-- Opening Marker --

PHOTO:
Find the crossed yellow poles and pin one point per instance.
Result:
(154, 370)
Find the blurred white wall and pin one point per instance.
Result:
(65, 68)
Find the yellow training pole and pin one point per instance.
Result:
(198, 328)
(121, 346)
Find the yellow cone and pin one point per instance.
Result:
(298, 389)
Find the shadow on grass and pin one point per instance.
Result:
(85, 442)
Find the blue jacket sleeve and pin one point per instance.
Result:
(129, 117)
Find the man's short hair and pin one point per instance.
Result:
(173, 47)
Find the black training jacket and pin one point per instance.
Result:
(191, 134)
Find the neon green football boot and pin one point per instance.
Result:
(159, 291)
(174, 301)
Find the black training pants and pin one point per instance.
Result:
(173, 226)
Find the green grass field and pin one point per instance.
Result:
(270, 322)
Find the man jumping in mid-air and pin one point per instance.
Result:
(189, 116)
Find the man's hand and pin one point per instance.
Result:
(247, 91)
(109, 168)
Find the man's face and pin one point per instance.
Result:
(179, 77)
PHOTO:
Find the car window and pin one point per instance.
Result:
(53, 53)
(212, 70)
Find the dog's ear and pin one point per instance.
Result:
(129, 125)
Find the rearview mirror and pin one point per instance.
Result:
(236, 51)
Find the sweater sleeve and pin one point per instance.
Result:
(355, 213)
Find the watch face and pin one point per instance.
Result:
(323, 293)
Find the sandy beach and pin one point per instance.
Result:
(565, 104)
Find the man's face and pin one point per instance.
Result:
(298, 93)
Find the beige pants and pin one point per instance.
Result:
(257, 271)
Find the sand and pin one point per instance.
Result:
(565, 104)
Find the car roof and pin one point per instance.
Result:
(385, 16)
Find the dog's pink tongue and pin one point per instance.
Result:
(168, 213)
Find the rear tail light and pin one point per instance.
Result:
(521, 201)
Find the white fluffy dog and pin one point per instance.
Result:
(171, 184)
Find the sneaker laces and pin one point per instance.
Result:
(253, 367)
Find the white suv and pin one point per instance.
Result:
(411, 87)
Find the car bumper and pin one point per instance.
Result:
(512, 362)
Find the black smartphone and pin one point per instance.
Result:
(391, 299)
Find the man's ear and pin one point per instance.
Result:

-- Closing Marker --

■ Your goal ■
Return the entries above, every line intact.

■ Answer to the problem ■
PHOTO:
Find the crossed yellow poles and pin one point per instance.
Result:
(154, 370)
Find the blurred white wall and pin one point per instance.
Result:
(65, 68)
Find the yellow training pole and pin one point per instance.
Result:
(198, 328)
(121, 346)
Find the yellow cone and pin one point per instance.
Result:
(298, 389)
Find the shadow on grass and pin one point per instance.
Result:
(85, 442)
Find the blue jacket sleeve and pin one point per instance.
Result:
(129, 117)
Find the man's short hair and pin one point per instance.
Result:
(173, 47)
Find the black training jacket and pin one point per instance.
Result:
(191, 134)
Find the neon green football boot and pin one point per instance.
Result:
(159, 291)
(174, 301)
Find the black training pants and pin one point per instance.
Result:
(173, 226)
Find the green grass field and pin one point per instance.
Result:
(270, 322)
Find the man jumping in mid-air and pin one point per instance.
Result:
(189, 116)
Find the man's hand and pin one point per instance.
Result:
(247, 91)
(109, 168)
Find the man's face and pin one point per instance.
Result:
(179, 77)
PHOTO:
Find the car window and pin one point per instance.
Result:
(53, 53)
(212, 70)
Find the dog's ear and pin one point per instance.
Result:
(129, 125)
Find the rearview mirror and pin one point per instance.
Result:
(236, 51)
Find the sweater sleeve and pin one point per instance.
Result:
(355, 213)
Find the watch face and pin one point per instance.
Result:
(323, 293)
Find the sandy beach and pin one point per instance.
Result:
(565, 104)
Find the man's face and pin one point per instance.
Result:
(298, 93)
Find the beige pants and pin one point per instance.
Result:
(257, 271)
Find the sand and pin one point per instance.
Result:
(565, 104)
Find the car roof and pin one point per instance.
Result:
(385, 16)
Find the dog's pink tongue and pin one point per instance.
Result:
(168, 213)
Find the rear tail light and pin one point per instance.
Result:
(521, 201)
Find the white fluffy dog and pin one point per instance.
Result:
(171, 184)
Find the sneaker laces and pin one point per instance.
Result:
(253, 367)
Find the white suv and pin one point per instance.
Result:
(411, 87)
Find the car bumper and pin one point per instance.
Result:
(512, 362)
Find the black smartphone and pin one point per instance.
Result:
(391, 299)
Find the man's ear and pin one point per instance.
Result:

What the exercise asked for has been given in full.